__Supplied passage__
- Opening Delimiter -
Anas Abdel Rahman, a former doctoral chemistry student at MUN, conducts an experiment during his research into shellfish allergens in Newfoundland and Labrador fish plants. — Submitted photo Anas Abdel Rahman poses for a photo with his doctoral supervisor, MUN chemistry professor Bob Helleur. Submitted photo
Scientists at Memorial University have developed a system to accurately detect the airborne particles that cause fish plant workers to develop shellfish allergies.
Reactions vary widely from person to person, but past studies have shown that people who work in this province’s shellfish processing plants have a higher-than-normal chance of developing a sensitivity to the animals.
But despite the prevalence of the problem, there has never been an accurate way of measuring these airborne allergens — until now.
The method was developed by Anas Abdel Rahman, a former doctoral chemistry student at MUN, and his supervisor, MUN chemistry professor Bob Helleur, while working in conjunction with a handful of other colleagues.
Rahman and Helleur started working on the project in 2008, picking up on research conducted by Barbara Neis, co-director of the SafetyNet Centre for Occupational Health and Safety at MUN. Neis was part of a group that did some of the first research on shellfish processing plants in Newfoundland and Labrador and their connection to allergies.
Neis, a sociologist by training, was researching processing plant health and safety in the early 1990s when she had a fateful conversation with a fish plant worker.
That worker told Neis “that there was a serious problem in one of the plants that she was working in, that people were having trouble breathing. ... She really didn’t know what was going on.”
Fast-forward more than a decade to 2008 and Neis and her group had done a couple of studies that linked fish plants to shellfish allergies, but the problem remained.
- Closing Delimiter -
__Record extracts__
- Opening Delimiter -
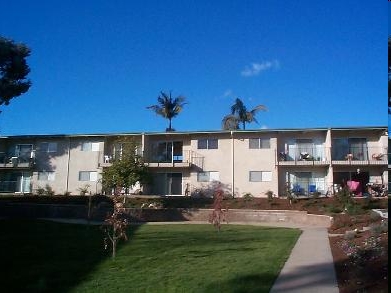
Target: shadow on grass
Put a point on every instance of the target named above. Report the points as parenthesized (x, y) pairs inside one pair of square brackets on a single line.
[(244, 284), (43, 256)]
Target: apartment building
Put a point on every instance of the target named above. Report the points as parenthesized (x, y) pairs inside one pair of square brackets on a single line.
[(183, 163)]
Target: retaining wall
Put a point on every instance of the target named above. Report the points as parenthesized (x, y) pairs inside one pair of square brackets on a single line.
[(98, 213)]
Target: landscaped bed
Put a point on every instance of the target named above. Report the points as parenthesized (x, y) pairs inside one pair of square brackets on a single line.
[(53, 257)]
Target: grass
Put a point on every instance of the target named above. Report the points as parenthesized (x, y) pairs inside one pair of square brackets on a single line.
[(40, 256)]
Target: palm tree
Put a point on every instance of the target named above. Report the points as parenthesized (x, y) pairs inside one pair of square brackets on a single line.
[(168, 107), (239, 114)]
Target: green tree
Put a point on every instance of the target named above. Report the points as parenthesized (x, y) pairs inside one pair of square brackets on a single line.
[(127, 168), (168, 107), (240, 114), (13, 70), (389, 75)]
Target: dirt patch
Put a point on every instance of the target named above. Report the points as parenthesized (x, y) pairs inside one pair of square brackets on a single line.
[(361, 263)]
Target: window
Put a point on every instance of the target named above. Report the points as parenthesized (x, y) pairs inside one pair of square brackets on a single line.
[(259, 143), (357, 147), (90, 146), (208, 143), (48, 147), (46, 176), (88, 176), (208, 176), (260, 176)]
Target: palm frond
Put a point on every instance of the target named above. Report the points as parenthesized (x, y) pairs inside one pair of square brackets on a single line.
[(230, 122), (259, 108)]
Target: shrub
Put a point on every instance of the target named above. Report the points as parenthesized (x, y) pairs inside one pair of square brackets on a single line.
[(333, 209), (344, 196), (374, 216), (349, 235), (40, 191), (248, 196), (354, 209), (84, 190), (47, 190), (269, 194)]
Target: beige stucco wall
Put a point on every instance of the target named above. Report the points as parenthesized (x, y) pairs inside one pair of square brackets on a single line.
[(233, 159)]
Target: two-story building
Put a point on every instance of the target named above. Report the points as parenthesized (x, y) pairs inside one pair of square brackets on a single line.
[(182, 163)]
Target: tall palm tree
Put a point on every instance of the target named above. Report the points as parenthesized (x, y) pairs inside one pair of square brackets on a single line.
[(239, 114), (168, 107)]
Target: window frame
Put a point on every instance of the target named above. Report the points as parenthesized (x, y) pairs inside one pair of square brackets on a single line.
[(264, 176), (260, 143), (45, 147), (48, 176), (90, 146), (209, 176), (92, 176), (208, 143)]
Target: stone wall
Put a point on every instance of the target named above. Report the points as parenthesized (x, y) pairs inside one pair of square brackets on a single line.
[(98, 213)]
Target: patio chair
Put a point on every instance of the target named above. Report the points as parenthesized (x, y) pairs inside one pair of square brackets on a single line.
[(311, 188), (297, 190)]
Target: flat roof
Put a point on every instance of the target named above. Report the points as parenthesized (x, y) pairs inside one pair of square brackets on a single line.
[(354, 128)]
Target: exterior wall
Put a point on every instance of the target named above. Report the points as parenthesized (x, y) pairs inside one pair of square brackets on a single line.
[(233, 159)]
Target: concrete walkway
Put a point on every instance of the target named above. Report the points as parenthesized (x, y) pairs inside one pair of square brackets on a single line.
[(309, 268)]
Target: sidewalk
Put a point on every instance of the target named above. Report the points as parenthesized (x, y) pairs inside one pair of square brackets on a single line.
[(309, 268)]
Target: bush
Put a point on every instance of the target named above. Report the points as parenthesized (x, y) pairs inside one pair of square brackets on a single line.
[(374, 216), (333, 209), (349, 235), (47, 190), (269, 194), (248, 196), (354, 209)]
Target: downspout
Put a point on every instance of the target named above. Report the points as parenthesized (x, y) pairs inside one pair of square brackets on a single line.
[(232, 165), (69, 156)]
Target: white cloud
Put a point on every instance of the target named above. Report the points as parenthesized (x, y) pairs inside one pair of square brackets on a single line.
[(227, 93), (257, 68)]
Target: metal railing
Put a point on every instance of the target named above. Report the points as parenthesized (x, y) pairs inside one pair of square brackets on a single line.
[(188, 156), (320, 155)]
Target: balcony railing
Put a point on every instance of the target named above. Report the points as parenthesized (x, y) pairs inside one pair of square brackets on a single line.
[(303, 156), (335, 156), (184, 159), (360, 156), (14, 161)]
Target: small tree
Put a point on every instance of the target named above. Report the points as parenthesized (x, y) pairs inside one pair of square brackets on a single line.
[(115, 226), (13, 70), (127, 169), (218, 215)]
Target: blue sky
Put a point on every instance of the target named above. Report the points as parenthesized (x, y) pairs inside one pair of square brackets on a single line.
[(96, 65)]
- Closing Delimiter -
__Your objective__
Echo the text on the shellfish allergy research word for word, starting at "Rahman and Helleur" and ending at "the problem remained.".

__Answer section__
Rahman and Helleur started working on the project in 2008, picking up on research conducted by Barbara Neis, co-director of the SafetyNet Centre for Occupational Health and Safety at MUN. Neis was part of a group that did some of the first research on shellfish processing plants in Newfoundland and Labrador and their connection to allergies.
Neis, a sociologist by training, was researching processing plant health and safety in the early 1990s when she had a fateful conversation with a fish plant worker.
That worker told Neis “that there was a serious problem in one of the plants that she was working in, that people were having trouble breathing. ... She really didn’t know what was going on.”
Fast-forward more than a decade to 2008 and Neis and her group had done a couple of studies that linked fish plants to shellfish allergies, but the problem remained.